§ **Exercise aim**:
Would you repeat the data below exactly, taking out the images?

§ **Available data**:
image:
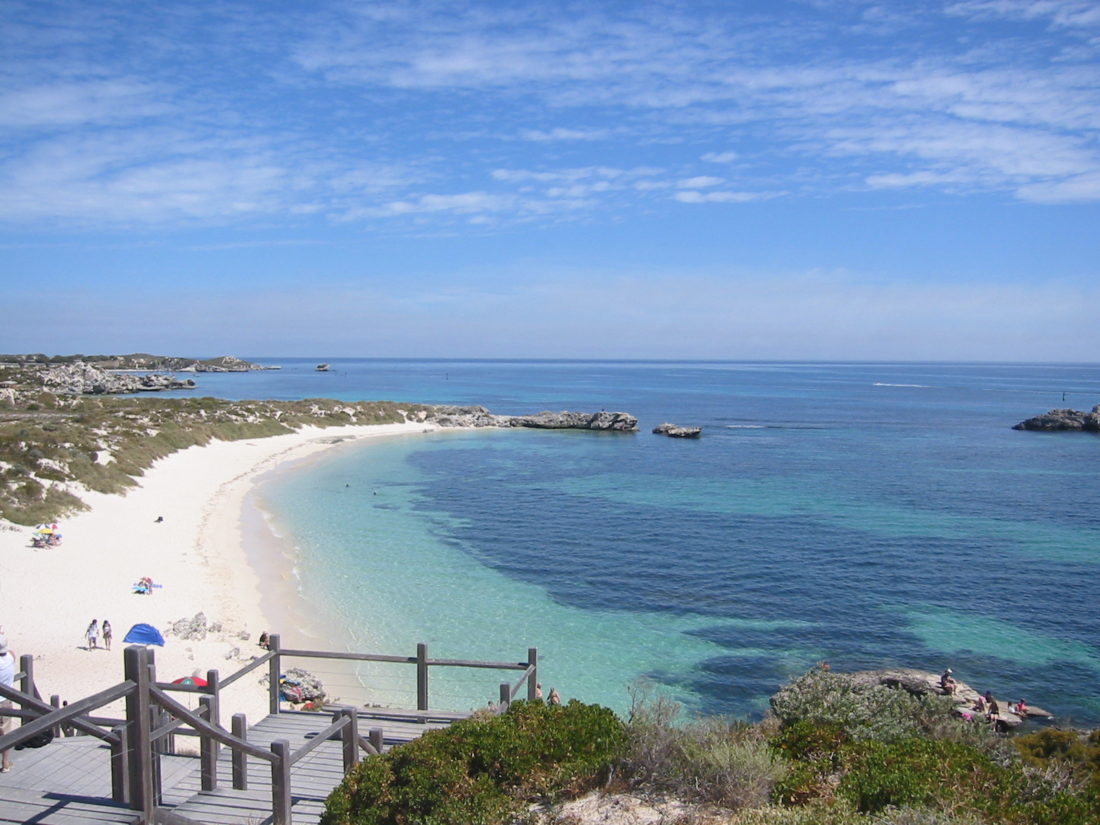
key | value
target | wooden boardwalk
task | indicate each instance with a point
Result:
(68, 782)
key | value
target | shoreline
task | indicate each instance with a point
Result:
(202, 554)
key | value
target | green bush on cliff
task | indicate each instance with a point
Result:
(716, 760)
(481, 770)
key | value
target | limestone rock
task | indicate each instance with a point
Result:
(81, 378)
(190, 628)
(450, 416)
(1064, 420)
(675, 431)
(568, 420)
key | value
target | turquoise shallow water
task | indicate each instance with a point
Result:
(871, 515)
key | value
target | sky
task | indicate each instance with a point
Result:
(774, 179)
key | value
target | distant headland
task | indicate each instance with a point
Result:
(1064, 420)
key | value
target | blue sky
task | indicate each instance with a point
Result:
(783, 179)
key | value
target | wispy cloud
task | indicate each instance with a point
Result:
(144, 113)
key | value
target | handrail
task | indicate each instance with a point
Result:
(171, 727)
(248, 669)
(56, 716)
(202, 726)
(397, 659)
(523, 679)
(318, 740)
(87, 724)
(355, 657)
(365, 745)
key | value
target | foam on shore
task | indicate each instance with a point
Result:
(206, 554)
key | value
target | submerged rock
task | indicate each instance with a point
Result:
(1058, 420)
(675, 431)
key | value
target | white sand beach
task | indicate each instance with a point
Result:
(197, 554)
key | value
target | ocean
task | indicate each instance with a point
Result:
(869, 515)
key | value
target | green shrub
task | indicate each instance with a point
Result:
(924, 772)
(864, 711)
(712, 760)
(814, 751)
(481, 770)
(1078, 751)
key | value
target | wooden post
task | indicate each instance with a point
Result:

§ **Answer to the problem**:
image:
key | value
target | wooden boardwalk
task | indicate each instance with a point
Result:
(68, 782)
key | value
target | shoreline
task | indicate each instance with a point
Result:
(202, 554)
key | value
target | green bush on cliff
task | indicate each instance with a point
Result:
(716, 760)
(481, 770)
key | value
target | limestone rock
task | indicate each instance with a point
Result:
(81, 378)
(190, 628)
(450, 416)
(1064, 420)
(675, 431)
(568, 420)
key | value
target | turquoise shallow water
task | indicate each instance with a point
Result:
(871, 515)
key | value
target | sky
task | indicate each instance with a point
Result:
(774, 179)
key | value
target | distant headland
task | indicate each instance with a point
Result:
(1064, 420)
key | value
target | blue sky
task | indicate each instance with a point
Result:
(783, 179)
key | value
target | wispy cloud
task | indicate each instance with a point
Result:
(144, 113)
key | value
target | handrail
task | indicate each instance with a point
Result:
(171, 727)
(248, 669)
(56, 716)
(202, 726)
(397, 659)
(523, 679)
(318, 740)
(87, 724)
(355, 657)
(365, 745)
key | value
target | foam on shore
task | indicate each instance with a point
Result:
(206, 554)
key | value
target | submerged rock
task | indicate each instance with a point
Result:
(1058, 420)
(675, 431)
key | value
target | white sand beach
task | indicate each instance with a point
Result:
(197, 554)
key | value
target | ocean
task | indicate each instance with a point
Result:
(869, 515)
key | value
target | green shrub
task | indicate each instance with a point
Result:
(924, 772)
(864, 711)
(712, 760)
(814, 751)
(481, 770)
(1078, 751)
key | value
target | wooden post
task | indicate each instance with a point
Result:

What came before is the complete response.